- WORK REQUEST -
Starting with the line that contains "the tan basket", copy every line through the end of the data below, exactly and with nothing added.

- DATA FOR PROCESSING -
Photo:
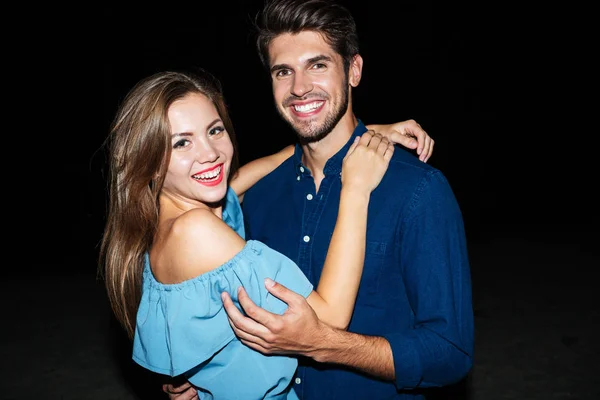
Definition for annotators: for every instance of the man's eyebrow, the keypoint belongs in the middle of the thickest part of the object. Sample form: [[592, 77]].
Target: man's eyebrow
[[312, 60]]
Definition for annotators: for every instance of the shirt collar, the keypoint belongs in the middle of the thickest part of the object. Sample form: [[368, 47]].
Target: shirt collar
[[334, 164]]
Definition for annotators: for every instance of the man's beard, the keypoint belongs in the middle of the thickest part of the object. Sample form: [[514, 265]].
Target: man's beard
[[312, 134]]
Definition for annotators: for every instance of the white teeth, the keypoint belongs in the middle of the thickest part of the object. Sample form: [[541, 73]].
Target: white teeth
[[308, 107], [208, 175]]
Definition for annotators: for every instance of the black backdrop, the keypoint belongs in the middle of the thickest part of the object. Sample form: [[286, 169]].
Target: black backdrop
[[492, 84]]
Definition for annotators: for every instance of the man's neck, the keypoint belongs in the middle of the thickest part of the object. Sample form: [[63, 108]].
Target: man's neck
[[316, 154]]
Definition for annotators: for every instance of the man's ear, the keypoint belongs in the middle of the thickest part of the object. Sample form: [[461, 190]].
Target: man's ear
[[355, 70]]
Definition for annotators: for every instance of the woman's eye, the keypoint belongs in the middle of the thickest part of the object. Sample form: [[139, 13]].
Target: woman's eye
[[180, 143], [216, 130]]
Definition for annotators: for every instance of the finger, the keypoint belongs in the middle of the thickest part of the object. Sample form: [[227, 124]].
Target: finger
[[389, 152], [375, 141], [258, 314], [169, 388], [383, 146], [352, 147], [405, 139], [245, 325], [189, 394], [430, 150]]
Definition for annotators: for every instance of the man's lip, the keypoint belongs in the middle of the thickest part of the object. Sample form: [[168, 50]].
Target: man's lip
[[311, 112]]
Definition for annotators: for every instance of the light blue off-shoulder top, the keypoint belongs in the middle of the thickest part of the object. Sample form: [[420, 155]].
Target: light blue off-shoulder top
[[182, 329]]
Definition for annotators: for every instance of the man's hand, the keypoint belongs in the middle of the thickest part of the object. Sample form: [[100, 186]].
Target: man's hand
[[183, 392], [297, 331], [408, 134]]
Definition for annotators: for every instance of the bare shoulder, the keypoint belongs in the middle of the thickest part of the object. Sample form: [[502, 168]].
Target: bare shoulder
[[197, 242]]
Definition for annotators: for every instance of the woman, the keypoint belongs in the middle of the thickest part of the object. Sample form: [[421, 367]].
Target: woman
[[174, 238]]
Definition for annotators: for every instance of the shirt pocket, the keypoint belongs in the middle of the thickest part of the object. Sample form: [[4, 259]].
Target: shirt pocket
[[369, 293]]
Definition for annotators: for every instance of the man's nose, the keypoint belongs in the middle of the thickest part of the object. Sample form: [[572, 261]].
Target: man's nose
[[302, 84]]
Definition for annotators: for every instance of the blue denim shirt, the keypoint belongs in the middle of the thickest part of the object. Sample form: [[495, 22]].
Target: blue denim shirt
[[416, 286]]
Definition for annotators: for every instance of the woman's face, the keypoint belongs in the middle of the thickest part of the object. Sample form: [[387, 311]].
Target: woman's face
[[201, 152]]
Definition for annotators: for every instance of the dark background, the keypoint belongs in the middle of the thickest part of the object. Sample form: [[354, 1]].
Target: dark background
[[493, 84], [504, 89]]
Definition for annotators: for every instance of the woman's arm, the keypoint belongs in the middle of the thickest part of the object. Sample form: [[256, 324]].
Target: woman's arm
[[252, 172], [334, 298]]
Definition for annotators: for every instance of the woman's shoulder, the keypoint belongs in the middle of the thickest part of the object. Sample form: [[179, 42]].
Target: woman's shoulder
[[197, 242]]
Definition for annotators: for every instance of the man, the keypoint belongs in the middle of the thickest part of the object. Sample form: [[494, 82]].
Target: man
[[412, 327]]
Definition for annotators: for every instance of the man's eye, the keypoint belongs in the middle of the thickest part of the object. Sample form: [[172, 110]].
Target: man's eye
[[216, 130]]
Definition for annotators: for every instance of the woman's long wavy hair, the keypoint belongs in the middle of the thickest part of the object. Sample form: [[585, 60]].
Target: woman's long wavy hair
[[139, 146]]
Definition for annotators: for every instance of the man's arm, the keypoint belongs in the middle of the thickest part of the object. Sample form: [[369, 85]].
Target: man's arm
[[298, 331]]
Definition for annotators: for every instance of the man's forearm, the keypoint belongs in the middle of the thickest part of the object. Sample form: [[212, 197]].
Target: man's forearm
[[369, 354]]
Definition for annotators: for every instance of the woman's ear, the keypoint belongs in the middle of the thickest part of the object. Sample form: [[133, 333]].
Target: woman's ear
[[355, 70]]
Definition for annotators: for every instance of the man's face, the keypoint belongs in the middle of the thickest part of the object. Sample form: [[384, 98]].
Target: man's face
[[310, 85]]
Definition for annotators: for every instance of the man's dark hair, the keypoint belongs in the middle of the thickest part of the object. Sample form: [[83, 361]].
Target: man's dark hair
[[326, 17]]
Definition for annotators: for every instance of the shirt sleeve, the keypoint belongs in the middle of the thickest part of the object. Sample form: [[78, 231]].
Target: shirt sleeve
[[439, 350]]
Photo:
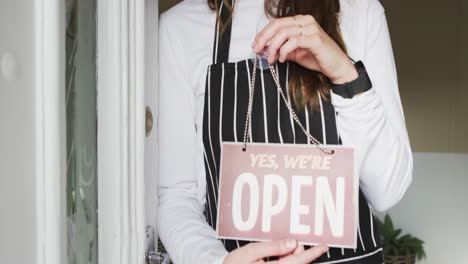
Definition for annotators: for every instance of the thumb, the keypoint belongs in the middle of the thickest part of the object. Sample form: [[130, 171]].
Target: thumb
[[262, 250]]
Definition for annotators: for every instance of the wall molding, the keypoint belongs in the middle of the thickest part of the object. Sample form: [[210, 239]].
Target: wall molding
[[50, 165], [121, 216]]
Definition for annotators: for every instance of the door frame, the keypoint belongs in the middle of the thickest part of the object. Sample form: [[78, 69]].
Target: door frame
[[50, 127], [121, 133]]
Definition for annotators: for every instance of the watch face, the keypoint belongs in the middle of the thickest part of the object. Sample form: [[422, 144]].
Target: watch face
[[361, 84]]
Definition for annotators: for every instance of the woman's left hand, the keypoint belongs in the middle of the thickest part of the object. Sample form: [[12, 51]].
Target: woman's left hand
[[301, 39]]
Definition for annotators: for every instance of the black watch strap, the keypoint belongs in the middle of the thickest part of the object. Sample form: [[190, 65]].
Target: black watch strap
[[359, 85]]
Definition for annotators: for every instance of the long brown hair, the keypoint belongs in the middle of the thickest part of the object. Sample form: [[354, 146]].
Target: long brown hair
[[303, 82]]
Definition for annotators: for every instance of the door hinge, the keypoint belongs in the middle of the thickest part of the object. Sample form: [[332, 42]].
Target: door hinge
[[152, 256]]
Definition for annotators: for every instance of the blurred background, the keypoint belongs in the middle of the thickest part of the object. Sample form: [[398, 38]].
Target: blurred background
[[49, 55]]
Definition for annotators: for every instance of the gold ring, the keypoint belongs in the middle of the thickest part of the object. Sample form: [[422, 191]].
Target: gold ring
[[301, 29]]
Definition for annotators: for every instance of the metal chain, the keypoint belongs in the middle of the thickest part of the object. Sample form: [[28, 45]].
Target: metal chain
[[311, 138]]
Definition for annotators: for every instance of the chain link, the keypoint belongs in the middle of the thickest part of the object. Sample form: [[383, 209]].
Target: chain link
[[248, 117]]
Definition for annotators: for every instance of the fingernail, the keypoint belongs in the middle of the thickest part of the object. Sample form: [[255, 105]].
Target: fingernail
[[291, 243], [255, 47], [324, 248], [253, 44]]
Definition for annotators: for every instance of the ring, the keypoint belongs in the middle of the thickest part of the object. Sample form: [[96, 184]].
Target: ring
[[301, 29]]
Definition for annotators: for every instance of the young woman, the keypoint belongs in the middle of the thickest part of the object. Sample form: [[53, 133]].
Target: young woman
[[206, 48]]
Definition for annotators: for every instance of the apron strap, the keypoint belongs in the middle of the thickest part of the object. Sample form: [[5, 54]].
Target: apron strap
[[222, 41]]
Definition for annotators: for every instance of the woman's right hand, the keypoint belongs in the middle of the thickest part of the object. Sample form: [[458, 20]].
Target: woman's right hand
[[287, 250]]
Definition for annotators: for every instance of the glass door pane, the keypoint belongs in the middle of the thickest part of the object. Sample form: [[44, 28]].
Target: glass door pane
[[81, 131]]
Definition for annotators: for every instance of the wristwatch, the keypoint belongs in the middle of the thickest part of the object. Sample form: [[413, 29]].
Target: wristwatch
[[350, 89]]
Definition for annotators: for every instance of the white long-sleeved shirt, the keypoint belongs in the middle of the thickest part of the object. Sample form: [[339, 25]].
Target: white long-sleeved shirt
[[372, 122]]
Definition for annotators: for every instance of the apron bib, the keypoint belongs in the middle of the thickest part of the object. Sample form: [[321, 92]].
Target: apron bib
[[225, 107]]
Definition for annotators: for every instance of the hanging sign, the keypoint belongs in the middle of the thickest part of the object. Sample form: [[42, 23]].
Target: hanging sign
[[277, 191]]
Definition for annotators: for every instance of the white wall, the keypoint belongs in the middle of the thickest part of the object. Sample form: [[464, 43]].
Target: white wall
[[435, 208], [17, 97]]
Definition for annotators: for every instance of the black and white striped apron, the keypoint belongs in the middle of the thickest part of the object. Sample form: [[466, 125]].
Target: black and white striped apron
[[226, 100]]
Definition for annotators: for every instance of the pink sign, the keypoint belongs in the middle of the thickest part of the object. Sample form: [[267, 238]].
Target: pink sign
[[276, 191]]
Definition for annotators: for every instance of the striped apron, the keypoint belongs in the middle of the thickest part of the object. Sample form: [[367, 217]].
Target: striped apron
[[225, 107]]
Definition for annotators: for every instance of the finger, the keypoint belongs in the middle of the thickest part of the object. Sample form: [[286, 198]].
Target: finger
[[311, 254], [256, 251], [279, 39], [285, 34], [305, 257], [267, 33], [311, 43], [299, 250]]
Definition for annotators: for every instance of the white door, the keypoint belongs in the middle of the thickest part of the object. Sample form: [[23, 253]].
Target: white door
[[151, 108], [32, 132]]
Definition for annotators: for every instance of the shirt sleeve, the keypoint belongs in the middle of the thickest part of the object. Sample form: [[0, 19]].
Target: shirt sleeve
[[182, 226], [373, 122]]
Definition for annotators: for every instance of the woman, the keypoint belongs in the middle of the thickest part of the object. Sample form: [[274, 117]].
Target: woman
[[205, 66]]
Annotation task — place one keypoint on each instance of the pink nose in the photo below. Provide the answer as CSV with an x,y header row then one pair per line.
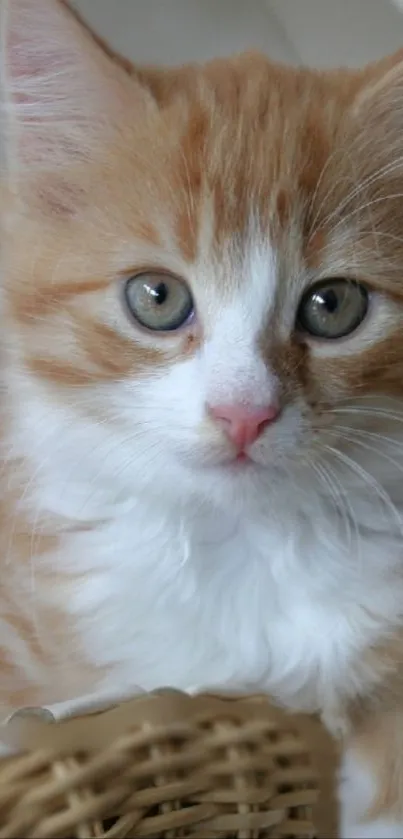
x,y
243,425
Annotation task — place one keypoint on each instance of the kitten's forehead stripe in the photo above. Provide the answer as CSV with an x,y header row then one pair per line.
x,y
245,181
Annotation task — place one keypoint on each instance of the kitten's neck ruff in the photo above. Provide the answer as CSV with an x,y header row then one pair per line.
x,y
268,598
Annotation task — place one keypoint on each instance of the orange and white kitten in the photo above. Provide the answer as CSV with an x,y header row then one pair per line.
x,y
202,386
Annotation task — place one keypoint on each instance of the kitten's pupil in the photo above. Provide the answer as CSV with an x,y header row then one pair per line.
x,y
329,301
159,293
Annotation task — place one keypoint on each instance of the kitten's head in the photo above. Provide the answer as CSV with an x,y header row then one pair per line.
x,y
203,267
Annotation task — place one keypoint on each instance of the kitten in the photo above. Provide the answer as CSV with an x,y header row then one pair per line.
x,y
202,386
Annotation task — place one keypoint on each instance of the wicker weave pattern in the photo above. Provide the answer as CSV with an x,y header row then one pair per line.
x,y
219,769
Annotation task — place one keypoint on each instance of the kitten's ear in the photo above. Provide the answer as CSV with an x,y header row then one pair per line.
x,y
60,92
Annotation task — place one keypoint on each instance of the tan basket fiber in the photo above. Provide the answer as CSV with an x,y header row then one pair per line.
x,y
168,765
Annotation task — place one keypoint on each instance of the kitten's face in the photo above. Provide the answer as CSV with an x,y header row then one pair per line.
x,y
217,283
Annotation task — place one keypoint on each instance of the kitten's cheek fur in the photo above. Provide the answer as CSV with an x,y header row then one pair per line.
x,y
357,794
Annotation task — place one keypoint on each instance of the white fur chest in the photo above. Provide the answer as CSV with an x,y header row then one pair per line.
x,y
230,604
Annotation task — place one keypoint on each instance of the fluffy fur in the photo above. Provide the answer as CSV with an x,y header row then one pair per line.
x,y
133,550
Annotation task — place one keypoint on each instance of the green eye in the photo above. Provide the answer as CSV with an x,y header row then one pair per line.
x,y
160,302
333,308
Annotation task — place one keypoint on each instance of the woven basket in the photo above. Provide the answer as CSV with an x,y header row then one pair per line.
x,y
168,765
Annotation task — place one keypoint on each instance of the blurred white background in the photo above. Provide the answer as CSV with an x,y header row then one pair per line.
x,y
319,32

- ANSWER SPACE -
Annotation task — place one keypoint on each instance of the tan basket fiber in the photo above. Provide the answer as CSV with an x,y header row then one pair per line.
x,y
168,765
Annotation task — place one keypoint on each instance of the kitten's face in the photo above. Provide the answer as CSV with an x,y header row then one pair per line.
x,y
217,283
Annotation task — place one keypoint on each instance of the kitten's cheek fur in the photo above. Provide the answer as CSV with an x,y header row then one pair per line.
x,y
357,794
Annotation task — place one keypoint on each instance of the white fur chest in the photo above. Provide the answer as CSV with an x,y header row then one pair per line.
x,y
230,604
Annotation task — place one keypoint on each instance of the fluffy fur in the photo above. Provide the answer as CSV with an x,y header row then one pair per line.
x,y
133,550
Annotation task — place one keypoint on each instance of the green eye in the photo above. Provide the answer as CSV with an x,y header row then one pair per line.
x,y
160,302
333,308
Annotation task — place one keypoint on each instance of the woven basket in the photo above. Provide the answer as CSV with an x,y header row then one pair per line.
x,y
168,765
Annotation task — place one keypoint on each instance of the blurred white background in the photo above. Provide the answer as CSV with an x,y header row then one pair per line.
x,y
319,32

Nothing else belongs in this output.